*What the task requires*. Among the entries that follow, find the lines holding "bare" and say how many there are, with no other words.

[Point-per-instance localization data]

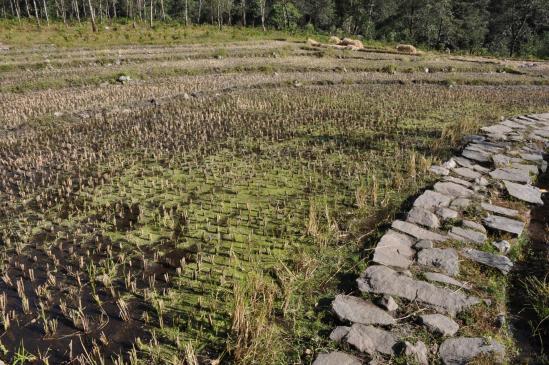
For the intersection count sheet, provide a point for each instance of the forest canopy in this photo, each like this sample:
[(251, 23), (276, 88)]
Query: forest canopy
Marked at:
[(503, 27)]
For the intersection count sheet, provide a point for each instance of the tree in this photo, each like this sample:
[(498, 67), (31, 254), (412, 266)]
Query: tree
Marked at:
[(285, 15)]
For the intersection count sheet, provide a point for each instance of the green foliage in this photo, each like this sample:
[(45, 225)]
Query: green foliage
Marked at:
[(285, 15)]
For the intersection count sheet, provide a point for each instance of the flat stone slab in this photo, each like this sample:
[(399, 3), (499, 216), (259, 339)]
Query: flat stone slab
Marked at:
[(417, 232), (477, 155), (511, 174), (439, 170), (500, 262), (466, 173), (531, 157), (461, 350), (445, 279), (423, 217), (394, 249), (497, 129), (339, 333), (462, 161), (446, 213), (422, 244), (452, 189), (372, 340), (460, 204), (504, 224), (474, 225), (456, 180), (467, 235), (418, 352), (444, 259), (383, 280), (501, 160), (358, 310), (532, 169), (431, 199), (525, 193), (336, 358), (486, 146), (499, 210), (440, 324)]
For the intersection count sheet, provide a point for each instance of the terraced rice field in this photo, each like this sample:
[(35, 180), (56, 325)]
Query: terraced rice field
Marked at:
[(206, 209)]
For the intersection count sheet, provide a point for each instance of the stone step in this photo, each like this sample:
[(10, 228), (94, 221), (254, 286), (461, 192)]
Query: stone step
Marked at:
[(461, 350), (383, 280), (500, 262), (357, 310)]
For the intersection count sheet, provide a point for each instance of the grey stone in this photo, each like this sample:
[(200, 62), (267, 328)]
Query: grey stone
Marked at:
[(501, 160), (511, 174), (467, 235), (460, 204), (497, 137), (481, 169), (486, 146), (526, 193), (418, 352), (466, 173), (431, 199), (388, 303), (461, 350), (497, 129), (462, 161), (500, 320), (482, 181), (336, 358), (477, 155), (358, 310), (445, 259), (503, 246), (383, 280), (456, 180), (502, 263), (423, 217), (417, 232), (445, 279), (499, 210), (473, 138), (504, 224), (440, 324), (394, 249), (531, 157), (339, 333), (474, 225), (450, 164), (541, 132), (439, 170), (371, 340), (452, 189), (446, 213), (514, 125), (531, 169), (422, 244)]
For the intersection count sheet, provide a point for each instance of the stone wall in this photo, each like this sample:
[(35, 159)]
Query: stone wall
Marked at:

...

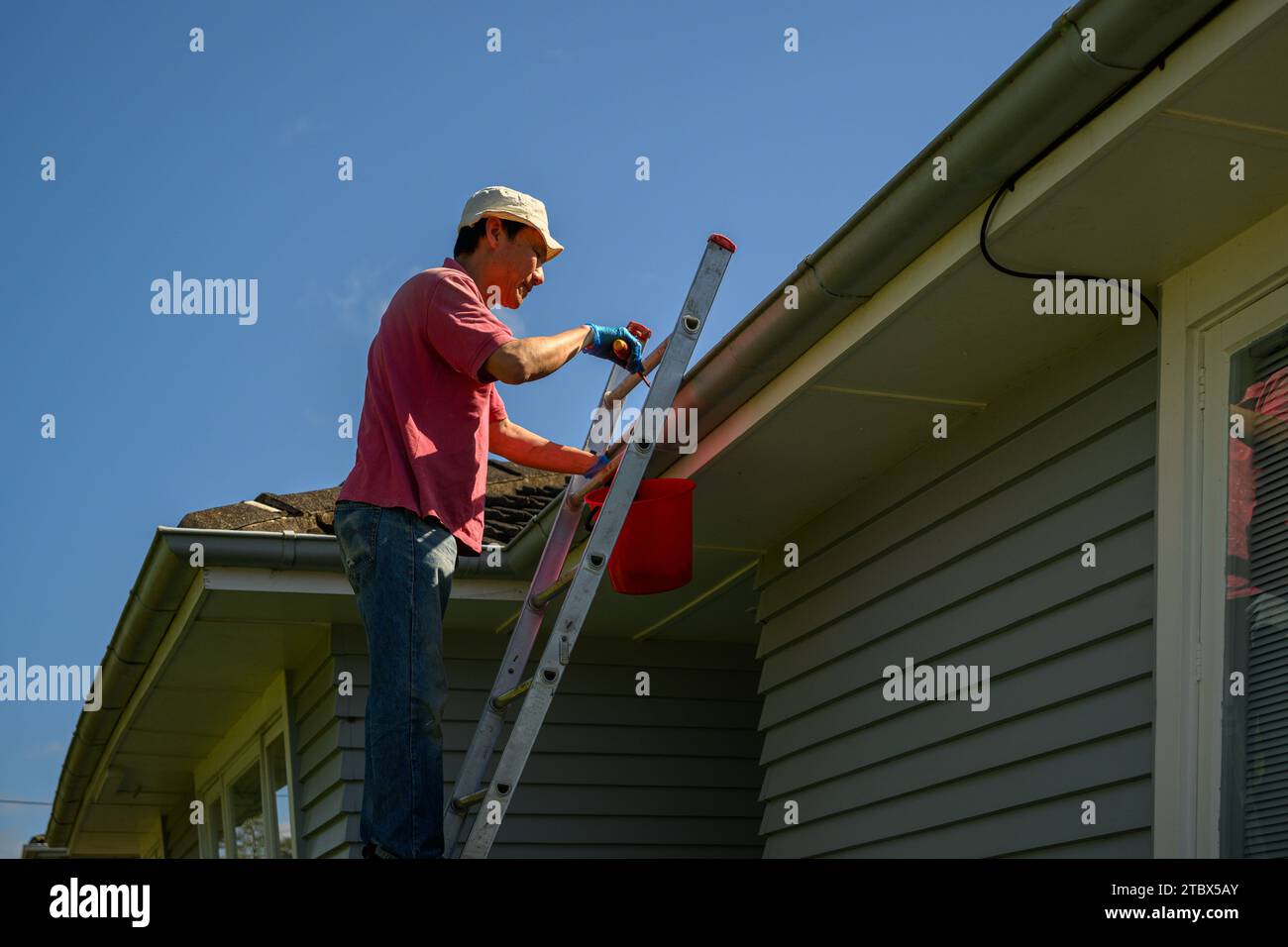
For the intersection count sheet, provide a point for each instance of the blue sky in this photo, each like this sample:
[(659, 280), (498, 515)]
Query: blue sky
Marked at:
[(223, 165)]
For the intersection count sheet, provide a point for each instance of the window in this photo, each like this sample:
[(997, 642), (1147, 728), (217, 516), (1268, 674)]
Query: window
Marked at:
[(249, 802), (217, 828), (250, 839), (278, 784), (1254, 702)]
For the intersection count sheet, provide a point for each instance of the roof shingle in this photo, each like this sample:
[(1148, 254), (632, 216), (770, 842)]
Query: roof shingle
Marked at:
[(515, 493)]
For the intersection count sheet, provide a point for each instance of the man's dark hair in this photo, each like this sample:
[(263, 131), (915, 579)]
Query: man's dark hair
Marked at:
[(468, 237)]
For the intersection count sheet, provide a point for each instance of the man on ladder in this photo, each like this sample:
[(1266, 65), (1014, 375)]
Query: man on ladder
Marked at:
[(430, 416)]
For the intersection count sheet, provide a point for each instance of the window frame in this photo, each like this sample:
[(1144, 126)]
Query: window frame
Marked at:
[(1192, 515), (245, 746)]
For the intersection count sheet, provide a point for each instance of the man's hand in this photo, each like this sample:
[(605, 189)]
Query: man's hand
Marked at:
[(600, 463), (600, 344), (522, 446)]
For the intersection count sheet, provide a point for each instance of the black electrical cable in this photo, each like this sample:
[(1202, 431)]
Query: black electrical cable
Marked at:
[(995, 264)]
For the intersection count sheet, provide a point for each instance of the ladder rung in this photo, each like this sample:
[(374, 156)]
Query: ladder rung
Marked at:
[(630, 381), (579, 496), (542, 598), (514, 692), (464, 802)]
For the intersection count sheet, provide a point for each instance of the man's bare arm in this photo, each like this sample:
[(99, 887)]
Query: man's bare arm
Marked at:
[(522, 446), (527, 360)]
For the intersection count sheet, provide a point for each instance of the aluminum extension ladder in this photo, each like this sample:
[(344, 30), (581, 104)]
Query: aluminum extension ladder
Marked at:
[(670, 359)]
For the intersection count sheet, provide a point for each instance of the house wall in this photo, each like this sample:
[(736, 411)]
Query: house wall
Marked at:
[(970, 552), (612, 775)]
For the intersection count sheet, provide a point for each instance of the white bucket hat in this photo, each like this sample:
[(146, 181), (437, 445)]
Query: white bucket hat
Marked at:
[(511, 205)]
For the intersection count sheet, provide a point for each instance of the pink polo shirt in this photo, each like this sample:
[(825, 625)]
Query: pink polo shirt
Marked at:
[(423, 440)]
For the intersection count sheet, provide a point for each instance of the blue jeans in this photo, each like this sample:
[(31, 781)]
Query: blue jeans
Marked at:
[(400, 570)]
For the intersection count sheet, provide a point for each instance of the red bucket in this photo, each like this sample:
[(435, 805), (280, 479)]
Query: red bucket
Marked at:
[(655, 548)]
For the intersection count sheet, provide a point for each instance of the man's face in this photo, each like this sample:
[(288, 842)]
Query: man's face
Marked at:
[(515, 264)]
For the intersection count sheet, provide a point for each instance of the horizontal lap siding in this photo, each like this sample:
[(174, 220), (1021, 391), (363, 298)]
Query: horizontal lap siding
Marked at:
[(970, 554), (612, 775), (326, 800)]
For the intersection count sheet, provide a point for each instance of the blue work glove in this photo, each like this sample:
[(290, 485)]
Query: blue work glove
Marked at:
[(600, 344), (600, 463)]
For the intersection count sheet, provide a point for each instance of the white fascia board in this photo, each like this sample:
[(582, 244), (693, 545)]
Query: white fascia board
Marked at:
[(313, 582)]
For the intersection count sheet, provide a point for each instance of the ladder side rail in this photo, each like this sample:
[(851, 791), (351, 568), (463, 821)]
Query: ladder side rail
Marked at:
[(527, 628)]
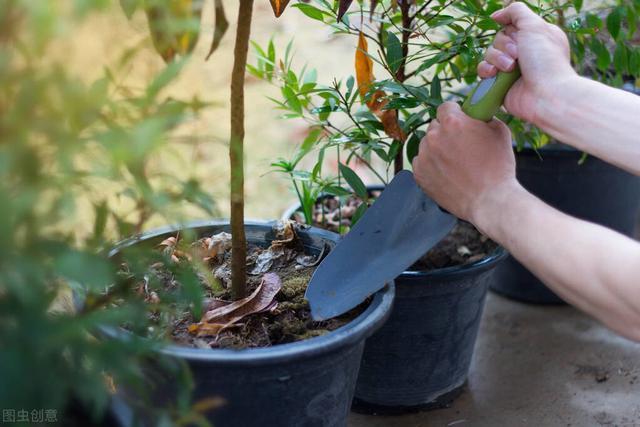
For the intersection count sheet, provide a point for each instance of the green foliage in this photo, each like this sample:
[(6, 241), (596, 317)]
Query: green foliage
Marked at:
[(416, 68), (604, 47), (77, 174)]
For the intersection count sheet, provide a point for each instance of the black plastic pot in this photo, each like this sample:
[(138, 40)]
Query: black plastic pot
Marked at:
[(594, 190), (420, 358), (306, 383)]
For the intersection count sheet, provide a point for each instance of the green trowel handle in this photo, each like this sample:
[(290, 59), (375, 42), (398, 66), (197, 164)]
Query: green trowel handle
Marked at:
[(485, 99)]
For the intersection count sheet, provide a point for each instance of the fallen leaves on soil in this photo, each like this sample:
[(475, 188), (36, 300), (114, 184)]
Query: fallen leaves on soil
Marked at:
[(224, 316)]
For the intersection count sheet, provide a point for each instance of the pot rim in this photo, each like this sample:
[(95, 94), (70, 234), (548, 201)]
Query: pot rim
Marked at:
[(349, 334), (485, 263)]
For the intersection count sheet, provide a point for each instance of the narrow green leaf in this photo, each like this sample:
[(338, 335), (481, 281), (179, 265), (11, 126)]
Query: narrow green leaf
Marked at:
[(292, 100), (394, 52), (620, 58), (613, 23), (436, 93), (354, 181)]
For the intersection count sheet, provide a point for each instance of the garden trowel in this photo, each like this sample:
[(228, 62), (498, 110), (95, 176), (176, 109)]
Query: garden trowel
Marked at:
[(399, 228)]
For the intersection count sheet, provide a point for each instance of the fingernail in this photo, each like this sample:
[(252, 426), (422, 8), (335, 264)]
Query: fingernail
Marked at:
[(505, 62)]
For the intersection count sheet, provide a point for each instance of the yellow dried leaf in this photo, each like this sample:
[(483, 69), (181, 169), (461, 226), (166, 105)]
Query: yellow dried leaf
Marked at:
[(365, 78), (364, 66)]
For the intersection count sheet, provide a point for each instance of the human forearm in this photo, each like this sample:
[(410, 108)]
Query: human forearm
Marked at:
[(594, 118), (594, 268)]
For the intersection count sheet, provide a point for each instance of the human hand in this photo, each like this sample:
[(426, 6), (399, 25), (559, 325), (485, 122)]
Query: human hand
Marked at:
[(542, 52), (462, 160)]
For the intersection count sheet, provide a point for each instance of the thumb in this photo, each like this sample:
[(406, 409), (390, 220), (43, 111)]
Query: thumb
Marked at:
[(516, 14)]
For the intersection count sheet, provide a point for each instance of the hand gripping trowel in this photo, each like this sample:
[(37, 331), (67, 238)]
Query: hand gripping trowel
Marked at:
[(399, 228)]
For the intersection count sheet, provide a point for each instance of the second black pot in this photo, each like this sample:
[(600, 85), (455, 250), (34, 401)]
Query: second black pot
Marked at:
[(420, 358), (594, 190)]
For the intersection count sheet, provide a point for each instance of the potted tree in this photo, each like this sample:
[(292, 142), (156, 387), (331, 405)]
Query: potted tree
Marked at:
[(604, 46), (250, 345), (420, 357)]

...

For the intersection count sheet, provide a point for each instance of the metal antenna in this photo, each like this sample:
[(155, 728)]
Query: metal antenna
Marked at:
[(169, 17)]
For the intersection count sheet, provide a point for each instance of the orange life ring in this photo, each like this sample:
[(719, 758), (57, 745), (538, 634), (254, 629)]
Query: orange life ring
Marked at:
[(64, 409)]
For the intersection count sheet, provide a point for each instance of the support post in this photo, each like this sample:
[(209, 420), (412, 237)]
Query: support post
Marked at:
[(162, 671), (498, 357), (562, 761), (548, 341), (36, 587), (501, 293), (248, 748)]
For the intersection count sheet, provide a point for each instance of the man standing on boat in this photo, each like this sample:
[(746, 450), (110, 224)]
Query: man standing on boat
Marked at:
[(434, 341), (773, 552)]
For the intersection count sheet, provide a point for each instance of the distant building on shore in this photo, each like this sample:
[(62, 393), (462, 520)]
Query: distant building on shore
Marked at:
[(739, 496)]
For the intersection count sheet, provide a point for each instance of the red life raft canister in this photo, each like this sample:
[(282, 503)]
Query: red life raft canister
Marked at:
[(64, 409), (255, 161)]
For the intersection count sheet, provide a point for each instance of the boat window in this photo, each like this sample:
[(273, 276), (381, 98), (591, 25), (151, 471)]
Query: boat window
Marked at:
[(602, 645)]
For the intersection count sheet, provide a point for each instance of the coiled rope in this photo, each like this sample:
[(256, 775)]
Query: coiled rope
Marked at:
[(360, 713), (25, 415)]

*Written response*. 2